──────── DOCUMENT EXCERPT

New AMD Ryzen™ Threadripper™ PRO 3995WX (Windows and Multithreading Problem)

Discussion of chess software programming and technical issues.

Moderator: Ras

User avatar
Zerbinati
Posts: 122
Joined: Mon Aug 18, 2014 7:12 pm
Location: Trento (Italy)

Re: New AMD Ryzen™ Threadripper™ PRO 3995WX (Windows and Multithreading Problem)

Post by Zerbinati »

Joerg Oster wrote: Tue Apr 27, 2021 9:43 am
Zerbinati wrote: Mon Apr 26, 2021 10:21 pm Thanks so much Joerg!
Marco, do you get better performance now?
Yes Joerg
reducing the hash size..
Although of course I would like to find a better solution, to have the possibility to freely assign the ram as I do with my other systems.
Little test both of my systems Playchess server(endgame)
Image

Image
User avatar
MikeB
Posts: 4889
Joined: Thu Mar 09, 2006 6:34 am
Location: Pen Argyl, Pennsylvania

Re: New AMD Ryzen™ Threadripper™ PRO 3995WX (Windows and Multithreading Problem)

Post by MikeB »

Zerbinati wrote: Tue Apr 27, 2021 11:02 am
Joerg Oster wrote: Tue Apr 27, 2021 9:43 am
Zerbinati wrote: Mon Apr 26, 2021 10:21 pm Thanks so much Joerg!
Marco, do you get better performance now?
Yes Joerg
reducing the hash size..
Although of course I would like to find a better solution, to have the possibility to freely assign the ram as I do with my other systems.
Little test both of my systems Playchess server(endgame)
Image

Image
they look like pretty decent k/nps to me ... ;>)
Image
Dann Corbit
Posts: 12797
Joined: Wed Mar 08, 2006 8:57 pm
Location: Redmond, WA USA

Re: New AMD Ryzen™ Threadripper™ PRO 3995WX (Windows and Multithreading Problem)

Post by Dann Corbit »

When you reduce the hash size to get higher NPS, is the time to depth smaller or larger on average?
I think it is possible that NPS is a red herring.
Depending on how they are counted, if a hash hit is not counted as a node, then it might really be a big slowdown.
If the hash table is pinned in memory and large, it makes no sense to me that reducing its size means more efficient computation.
Taking ideas is not a vice, it is a virtue. We have another word for this. It is called learning.
But sharing ideas is an even greater virtue. We have another word for this. It is called teaching.
User avatar
MikeB
Posts: 4889
Joined: Thu Mar 09, 2006 6:34 am
Location: Pen Argyl, Pennsylvania

Re: New AMD Ryzen™ Threadripper™ PRO 3995WX (Windows and Multithreading Problem)

────────────────

*WHAT YOU WILL DO*
Reproduce the passage of the Threadripper forum thread word for word, starting with "If the hash" and going on through "is called teaching.". The listing comes from a separate, unrelated source.

──────── DATASET ENTRIES

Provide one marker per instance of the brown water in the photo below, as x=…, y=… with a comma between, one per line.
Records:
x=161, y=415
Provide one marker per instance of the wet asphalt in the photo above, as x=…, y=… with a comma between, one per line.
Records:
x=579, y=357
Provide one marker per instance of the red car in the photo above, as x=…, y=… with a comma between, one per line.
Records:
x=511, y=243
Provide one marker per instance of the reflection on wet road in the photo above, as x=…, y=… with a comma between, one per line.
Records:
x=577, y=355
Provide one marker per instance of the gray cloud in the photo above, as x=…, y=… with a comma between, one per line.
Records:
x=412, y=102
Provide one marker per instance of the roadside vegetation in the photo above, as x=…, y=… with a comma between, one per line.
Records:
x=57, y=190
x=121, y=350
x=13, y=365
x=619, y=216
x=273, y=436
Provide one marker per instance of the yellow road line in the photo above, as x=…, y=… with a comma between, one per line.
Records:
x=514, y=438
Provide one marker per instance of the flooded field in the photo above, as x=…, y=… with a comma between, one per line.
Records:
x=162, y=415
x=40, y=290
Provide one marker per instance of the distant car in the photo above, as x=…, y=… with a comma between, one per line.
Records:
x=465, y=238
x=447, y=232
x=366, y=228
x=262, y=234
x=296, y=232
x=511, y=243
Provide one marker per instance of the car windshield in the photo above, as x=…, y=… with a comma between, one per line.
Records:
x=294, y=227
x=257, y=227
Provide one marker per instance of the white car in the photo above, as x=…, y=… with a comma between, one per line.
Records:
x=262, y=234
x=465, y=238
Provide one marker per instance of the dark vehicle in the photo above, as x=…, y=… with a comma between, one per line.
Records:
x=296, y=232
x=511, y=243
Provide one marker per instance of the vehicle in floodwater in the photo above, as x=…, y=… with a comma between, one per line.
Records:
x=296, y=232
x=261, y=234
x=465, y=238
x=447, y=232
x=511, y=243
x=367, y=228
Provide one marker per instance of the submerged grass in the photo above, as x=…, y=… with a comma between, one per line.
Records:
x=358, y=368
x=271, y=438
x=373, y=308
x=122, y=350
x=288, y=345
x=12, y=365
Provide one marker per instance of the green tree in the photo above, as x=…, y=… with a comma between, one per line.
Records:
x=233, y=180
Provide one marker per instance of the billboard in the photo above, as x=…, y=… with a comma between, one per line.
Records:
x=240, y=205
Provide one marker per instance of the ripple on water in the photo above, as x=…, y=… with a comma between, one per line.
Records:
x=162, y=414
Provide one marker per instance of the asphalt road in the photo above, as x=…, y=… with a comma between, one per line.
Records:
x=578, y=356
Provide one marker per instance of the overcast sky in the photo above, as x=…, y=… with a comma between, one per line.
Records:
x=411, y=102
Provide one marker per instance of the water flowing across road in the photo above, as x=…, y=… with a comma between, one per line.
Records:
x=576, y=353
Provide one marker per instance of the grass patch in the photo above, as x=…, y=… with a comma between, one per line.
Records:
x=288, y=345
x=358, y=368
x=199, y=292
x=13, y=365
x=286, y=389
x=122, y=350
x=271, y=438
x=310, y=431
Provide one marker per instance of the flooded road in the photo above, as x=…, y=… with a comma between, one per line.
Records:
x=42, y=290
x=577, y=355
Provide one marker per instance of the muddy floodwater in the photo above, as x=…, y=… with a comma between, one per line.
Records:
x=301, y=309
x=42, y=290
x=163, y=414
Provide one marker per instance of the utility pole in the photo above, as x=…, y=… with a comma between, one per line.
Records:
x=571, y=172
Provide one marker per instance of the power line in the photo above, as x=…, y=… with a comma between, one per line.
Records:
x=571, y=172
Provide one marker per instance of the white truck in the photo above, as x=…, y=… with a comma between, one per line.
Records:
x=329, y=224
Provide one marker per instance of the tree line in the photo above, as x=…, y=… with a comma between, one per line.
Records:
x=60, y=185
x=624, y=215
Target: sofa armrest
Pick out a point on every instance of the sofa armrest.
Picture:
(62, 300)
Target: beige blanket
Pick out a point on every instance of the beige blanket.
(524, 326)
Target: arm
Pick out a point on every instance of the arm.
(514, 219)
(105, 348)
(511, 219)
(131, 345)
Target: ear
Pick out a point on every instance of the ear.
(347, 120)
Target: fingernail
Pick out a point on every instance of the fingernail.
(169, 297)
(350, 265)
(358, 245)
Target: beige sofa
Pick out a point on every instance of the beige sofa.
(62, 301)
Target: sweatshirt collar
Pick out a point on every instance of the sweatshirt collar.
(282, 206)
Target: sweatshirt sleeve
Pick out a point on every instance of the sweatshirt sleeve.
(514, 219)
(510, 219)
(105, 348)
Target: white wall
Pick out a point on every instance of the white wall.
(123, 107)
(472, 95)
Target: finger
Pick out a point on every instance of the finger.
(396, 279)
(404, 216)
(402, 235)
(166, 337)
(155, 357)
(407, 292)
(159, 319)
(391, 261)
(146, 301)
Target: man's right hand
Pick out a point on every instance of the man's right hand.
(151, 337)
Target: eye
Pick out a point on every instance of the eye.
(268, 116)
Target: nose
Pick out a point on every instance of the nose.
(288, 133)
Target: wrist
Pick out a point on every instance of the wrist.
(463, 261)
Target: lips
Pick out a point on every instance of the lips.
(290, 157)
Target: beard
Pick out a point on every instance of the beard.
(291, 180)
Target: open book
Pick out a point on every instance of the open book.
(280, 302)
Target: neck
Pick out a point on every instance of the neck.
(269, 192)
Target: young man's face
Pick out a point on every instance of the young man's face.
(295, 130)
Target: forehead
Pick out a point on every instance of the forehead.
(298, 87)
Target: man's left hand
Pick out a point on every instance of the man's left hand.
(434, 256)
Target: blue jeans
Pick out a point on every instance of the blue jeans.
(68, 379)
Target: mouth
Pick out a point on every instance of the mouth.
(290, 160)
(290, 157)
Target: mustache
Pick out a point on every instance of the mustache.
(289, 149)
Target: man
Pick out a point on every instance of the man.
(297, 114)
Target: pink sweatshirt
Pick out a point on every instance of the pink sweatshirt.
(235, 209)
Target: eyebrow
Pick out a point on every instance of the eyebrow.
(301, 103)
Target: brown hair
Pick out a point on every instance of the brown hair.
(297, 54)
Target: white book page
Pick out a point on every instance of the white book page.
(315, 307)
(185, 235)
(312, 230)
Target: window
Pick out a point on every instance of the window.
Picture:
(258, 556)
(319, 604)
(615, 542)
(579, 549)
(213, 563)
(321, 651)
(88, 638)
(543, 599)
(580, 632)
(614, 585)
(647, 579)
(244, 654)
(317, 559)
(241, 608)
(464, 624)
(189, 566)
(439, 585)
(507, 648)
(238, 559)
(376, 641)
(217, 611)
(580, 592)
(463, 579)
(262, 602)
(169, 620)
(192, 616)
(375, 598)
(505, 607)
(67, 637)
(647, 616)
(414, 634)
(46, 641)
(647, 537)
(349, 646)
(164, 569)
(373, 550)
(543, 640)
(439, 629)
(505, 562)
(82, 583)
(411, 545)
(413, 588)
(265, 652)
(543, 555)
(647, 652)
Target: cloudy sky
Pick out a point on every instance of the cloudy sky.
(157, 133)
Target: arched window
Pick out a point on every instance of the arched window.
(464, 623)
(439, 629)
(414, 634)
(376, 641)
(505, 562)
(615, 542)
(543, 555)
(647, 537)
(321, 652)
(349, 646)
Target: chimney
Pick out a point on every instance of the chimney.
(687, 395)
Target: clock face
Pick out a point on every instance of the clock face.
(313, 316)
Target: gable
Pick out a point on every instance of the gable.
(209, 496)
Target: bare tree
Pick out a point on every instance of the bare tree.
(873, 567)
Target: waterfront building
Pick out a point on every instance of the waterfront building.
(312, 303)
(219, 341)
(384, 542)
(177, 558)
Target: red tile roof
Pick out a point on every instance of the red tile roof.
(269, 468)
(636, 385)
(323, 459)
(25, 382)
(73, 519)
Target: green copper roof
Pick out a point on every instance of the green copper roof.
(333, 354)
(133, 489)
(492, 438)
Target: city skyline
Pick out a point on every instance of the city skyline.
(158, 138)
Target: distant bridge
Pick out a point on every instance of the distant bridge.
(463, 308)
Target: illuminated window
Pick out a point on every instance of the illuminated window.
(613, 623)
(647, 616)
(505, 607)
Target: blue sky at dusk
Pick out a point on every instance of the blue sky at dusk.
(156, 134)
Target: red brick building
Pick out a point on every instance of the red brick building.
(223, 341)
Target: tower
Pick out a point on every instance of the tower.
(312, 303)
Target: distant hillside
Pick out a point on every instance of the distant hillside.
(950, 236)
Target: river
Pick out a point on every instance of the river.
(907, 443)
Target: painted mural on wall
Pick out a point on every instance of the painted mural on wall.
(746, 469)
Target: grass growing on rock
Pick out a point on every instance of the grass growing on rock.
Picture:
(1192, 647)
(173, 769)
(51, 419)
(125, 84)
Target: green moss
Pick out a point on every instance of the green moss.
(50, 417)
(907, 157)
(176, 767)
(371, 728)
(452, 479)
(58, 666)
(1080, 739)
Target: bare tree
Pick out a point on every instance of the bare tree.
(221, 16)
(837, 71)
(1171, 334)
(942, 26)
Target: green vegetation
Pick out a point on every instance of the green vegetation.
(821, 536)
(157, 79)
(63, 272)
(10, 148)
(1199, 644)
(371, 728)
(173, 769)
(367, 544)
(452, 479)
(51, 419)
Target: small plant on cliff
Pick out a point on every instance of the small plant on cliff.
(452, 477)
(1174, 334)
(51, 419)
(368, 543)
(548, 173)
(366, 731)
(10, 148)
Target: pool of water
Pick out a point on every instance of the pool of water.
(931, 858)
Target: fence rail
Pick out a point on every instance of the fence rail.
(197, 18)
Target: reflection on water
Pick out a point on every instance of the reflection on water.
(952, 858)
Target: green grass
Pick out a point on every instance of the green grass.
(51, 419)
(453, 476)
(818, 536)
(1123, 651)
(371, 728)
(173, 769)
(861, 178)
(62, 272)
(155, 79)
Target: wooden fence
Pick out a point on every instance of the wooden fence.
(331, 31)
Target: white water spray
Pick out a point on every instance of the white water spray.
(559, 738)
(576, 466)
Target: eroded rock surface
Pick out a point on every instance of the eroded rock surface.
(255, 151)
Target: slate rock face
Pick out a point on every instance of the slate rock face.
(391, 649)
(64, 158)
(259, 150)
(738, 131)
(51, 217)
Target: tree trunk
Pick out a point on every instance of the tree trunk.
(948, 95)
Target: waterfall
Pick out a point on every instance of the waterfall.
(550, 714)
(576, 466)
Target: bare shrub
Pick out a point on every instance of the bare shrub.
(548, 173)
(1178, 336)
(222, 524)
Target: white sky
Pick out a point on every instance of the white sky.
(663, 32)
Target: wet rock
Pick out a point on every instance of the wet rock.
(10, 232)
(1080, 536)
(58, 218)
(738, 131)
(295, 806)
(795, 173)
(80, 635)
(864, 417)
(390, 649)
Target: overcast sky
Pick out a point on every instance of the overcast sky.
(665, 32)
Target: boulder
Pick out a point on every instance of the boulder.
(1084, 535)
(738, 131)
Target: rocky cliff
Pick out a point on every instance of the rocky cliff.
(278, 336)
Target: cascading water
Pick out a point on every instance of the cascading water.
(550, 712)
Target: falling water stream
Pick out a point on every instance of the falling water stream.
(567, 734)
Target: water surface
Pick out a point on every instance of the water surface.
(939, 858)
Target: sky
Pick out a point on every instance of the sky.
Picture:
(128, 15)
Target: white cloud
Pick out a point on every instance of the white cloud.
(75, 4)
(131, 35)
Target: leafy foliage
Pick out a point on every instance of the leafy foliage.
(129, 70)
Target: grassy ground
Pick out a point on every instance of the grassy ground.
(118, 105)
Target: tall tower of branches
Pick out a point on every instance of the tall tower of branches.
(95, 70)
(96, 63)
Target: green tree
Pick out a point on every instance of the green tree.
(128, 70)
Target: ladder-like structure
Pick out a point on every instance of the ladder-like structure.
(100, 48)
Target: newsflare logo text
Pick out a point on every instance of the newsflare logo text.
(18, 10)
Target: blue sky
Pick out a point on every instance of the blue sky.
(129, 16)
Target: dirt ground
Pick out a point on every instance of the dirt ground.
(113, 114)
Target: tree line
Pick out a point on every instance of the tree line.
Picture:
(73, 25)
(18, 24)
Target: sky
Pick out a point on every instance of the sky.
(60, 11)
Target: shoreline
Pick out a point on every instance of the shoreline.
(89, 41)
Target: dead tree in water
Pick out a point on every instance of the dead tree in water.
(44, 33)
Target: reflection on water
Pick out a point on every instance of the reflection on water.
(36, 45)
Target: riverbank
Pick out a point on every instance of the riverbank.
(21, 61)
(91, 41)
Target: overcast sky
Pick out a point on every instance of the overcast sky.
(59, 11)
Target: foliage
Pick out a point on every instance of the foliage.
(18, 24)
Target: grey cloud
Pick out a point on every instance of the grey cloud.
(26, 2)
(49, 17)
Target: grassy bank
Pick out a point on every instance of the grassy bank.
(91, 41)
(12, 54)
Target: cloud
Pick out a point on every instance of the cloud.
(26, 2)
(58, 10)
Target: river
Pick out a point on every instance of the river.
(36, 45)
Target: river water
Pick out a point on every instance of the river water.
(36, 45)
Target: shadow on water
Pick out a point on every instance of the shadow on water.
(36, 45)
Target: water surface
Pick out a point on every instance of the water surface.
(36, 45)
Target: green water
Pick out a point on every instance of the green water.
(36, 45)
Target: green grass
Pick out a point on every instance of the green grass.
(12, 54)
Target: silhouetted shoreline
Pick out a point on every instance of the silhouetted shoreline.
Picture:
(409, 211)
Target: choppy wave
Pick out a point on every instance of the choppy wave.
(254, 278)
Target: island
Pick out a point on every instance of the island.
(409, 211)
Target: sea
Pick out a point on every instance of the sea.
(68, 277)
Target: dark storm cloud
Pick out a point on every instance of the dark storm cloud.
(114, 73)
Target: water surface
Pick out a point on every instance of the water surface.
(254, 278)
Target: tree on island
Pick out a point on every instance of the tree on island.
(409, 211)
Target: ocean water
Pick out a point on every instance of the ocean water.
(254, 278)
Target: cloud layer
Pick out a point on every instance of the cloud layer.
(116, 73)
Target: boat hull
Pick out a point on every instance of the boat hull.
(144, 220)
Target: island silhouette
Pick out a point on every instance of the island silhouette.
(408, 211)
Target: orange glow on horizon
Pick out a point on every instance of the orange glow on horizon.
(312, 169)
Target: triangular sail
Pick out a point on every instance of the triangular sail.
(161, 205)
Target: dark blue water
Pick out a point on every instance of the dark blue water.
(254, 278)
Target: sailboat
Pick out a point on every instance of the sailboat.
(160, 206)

────────────────

*TASK OUTPUT*
If the hash table is pinned in memory and large, it makes no sense to me that reducing its size means more efficient computation.
Taking ideas is not a vice, it is a virtue. We have another word for this. It is called learning.
But sharing ideas is an even greater virtue. We have another word for this. It is called teaching.